(WORK REQUIRED)
Return only the line that contains "Question. Identify every instance of the yellow" and each line after it, through the last line of the data below, copied exactly.

(RECORDS TO PROCESS)
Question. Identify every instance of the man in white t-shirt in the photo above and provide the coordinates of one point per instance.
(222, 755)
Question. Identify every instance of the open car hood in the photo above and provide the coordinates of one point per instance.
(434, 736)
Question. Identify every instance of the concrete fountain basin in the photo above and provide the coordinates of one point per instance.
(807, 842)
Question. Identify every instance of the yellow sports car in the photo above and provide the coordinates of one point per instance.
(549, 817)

(ANSWER BOX)
Question. Identify every instance of the yellow sports car in the photo above and provide the coordinates of one point per instance.
(549, 817)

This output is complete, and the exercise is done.